• TASK REQUIREMENTS:
**a)** In the theater review, switch "farce" to "comedy" in the stretch from "So why should" through "at all negligible.".
**b)** According to the theater review, how many seats does Jermyn Street Theatre have?
**c)** Which actors does the theater review name?

So why should we even be interested in this supposed failed show? The answer is simple – because it isn’t a failure and there’s a lot of good stuff in it, not least the knock-about farce of the hierarchy – any show which has tap dancing fascists can’t be at all negligible.

This is a production which must be seen, as much for the performances as for the material. Jermyn Street Theatre is an intimate, 70 seat, studio theatre, and this production certainly gains from the intimacy of the space.  The staging is simple, the large cast, and it appears to be large because there are many doublings, fill the space with many of them playing instruments, thus the cast becomes, from time to time, the orchestra. And then there’s the plot. Mayoress Cora Hoover Hooper – brilliantly played, with great malicious delight, by Issy van Randwyck - is disliked because her administration has almost bankrupted the town. Her henchmen the lecherous Comptroller Schub – a deliciously oily turn from Alistair Robins – creepy Treasurer Cooley - Leo Andrew made up to look like an exile from a Mack Sennett movie but with menace – and Chief of Police Magruder – played with marvellous bewilderment as to his own uselessness by Karl Moffatt – create a “miracle” to bring in the people and charge them money to see it. However, they won’t let the inmates from Dr Detmold’s “Cookie Jar” attend for the simple reason that as it won’t cure, or even help them, the fraud will be exposed.

Dataset excerpts:
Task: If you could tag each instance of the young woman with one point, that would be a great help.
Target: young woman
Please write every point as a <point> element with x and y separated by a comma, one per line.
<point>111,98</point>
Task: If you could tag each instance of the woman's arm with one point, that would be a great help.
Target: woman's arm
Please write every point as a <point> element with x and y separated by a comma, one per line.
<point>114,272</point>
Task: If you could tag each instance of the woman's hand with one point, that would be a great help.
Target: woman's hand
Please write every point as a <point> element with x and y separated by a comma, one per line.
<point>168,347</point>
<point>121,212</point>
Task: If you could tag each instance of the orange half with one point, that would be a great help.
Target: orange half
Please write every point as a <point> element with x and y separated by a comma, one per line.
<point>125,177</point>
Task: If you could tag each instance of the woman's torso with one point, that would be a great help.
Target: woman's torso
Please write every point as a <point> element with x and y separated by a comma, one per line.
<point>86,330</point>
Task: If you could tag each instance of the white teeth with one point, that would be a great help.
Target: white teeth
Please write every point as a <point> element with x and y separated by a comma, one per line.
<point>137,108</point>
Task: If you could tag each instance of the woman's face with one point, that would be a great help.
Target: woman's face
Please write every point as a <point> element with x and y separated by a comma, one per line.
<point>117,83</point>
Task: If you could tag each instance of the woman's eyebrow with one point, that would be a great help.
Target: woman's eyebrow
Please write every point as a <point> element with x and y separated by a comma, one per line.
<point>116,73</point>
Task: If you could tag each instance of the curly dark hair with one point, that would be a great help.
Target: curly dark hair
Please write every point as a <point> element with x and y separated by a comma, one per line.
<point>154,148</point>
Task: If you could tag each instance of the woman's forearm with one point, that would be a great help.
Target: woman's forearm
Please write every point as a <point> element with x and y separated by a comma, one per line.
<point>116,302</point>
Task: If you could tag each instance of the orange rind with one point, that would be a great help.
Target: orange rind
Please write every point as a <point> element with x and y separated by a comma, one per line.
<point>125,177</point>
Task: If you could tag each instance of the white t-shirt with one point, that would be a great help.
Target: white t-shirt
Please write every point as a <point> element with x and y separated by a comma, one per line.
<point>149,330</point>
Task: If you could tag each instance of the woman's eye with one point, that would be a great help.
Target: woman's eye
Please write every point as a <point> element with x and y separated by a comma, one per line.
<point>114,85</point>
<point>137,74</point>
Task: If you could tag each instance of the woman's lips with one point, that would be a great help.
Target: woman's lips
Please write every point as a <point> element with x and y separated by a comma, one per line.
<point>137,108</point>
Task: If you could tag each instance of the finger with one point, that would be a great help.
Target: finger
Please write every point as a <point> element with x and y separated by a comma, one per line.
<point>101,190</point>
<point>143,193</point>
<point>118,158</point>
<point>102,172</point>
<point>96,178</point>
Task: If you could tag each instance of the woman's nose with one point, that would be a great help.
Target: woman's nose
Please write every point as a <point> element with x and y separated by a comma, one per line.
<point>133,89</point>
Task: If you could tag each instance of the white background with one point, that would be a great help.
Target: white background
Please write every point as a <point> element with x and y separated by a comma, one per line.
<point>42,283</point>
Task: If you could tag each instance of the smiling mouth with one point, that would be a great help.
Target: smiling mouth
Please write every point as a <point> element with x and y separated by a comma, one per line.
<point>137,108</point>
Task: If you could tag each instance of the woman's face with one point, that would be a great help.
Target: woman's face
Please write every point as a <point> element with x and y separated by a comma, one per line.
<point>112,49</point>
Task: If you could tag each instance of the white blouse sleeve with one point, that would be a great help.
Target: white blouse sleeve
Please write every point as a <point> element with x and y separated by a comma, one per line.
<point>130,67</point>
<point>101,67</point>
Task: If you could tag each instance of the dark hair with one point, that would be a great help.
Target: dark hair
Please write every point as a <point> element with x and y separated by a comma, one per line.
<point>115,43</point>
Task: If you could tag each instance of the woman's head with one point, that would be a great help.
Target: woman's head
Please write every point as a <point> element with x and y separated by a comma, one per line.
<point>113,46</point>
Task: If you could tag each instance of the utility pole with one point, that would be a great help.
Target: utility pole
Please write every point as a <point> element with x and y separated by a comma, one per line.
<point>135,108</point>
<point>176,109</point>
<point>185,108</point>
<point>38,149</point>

• SET OF ANSWERS:
**a)**
So why should we even be interested in this supposed failed show? The answer is simple – because it isn’t a failure and there’s a lot of good stuff in it, not least the knock-about comedy of the hierarchy – any show which has tap dancing fascists can’t be at all negligible.

**b)** 70 seats.

**c)** Issy van Randwyck, Alistair Robins, Leo Andrew, Karl Moffatt